Search the entries for the word "pixels" and report each line that has it.

THE RECORDS: Begin

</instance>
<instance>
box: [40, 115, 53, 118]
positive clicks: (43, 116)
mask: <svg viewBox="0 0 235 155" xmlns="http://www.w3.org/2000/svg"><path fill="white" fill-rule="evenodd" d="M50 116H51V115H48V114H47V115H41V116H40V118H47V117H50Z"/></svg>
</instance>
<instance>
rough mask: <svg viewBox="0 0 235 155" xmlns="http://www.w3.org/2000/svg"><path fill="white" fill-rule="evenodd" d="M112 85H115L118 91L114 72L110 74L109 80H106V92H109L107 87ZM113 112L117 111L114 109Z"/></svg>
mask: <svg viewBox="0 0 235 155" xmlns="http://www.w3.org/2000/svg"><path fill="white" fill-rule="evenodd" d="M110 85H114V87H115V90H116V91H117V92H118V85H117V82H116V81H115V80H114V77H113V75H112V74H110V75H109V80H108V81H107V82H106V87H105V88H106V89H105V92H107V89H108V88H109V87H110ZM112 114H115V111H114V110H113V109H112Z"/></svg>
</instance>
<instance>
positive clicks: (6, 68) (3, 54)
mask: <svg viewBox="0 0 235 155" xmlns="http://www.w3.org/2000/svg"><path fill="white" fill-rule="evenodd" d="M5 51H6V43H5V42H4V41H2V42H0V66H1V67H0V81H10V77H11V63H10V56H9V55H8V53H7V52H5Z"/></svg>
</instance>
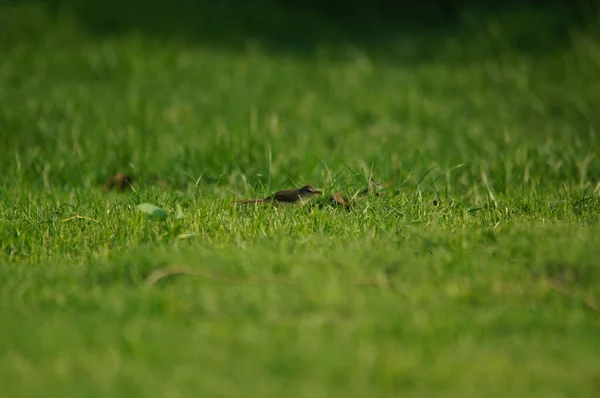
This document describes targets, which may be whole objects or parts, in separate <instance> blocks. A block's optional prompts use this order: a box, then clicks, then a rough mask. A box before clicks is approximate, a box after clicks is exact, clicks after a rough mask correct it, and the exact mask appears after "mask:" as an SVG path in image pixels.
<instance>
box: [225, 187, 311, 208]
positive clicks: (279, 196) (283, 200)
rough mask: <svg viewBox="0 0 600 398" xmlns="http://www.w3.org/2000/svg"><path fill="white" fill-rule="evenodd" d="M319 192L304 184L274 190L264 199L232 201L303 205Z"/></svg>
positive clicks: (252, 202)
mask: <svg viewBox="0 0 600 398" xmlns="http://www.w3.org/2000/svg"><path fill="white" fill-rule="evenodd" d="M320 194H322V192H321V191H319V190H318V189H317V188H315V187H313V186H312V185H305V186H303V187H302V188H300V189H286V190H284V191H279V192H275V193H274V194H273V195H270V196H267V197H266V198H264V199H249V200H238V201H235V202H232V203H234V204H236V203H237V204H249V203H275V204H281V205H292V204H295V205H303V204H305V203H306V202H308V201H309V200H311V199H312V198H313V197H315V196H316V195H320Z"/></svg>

THE RECORDS: End
THE RECORDS: Begin

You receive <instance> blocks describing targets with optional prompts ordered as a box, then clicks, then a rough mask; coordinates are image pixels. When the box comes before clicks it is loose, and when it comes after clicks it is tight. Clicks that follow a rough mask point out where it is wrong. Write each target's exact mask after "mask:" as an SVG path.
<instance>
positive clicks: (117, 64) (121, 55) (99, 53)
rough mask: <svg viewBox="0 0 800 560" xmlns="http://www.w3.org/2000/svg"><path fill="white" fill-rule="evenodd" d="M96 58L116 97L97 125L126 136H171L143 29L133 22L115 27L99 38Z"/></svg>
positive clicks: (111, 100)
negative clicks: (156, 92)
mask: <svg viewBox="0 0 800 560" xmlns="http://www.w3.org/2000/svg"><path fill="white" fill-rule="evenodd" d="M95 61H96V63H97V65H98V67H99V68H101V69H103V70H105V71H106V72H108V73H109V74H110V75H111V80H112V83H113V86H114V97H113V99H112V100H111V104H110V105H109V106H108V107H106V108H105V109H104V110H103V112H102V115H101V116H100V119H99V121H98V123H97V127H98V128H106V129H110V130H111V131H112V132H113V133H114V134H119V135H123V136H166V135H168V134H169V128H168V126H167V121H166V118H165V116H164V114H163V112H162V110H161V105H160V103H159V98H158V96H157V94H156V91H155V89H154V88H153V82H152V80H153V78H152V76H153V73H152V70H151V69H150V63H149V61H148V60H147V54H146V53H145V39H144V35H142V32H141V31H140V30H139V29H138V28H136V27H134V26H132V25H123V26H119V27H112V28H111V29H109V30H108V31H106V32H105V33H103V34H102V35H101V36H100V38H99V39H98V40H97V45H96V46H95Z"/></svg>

THE RECORDS: End

*PROBLEM SOLUTION*:
This document describes targets, which may be whole objects or parts, in separate <instance> blocks. A block's optional prompts use this order: a box, then clicks, then a rough mask. A box before clicks is approximate, a box after clicks is exact, clicks after a rough mask correct it, and the exact mask appears after "mask:" as an SVG path in image pixels.
You receive <instance> blocks describing targets with optional prompts ordered as a box, then clicks, then a rough mask; coordinates are image pixels. When the box comes before clicks it is loose, and when it comes after clicks it is tight. Clicks that follow a rough mask point out where it is wrong. Write each target's exact mask after "mask:" as an SVG path.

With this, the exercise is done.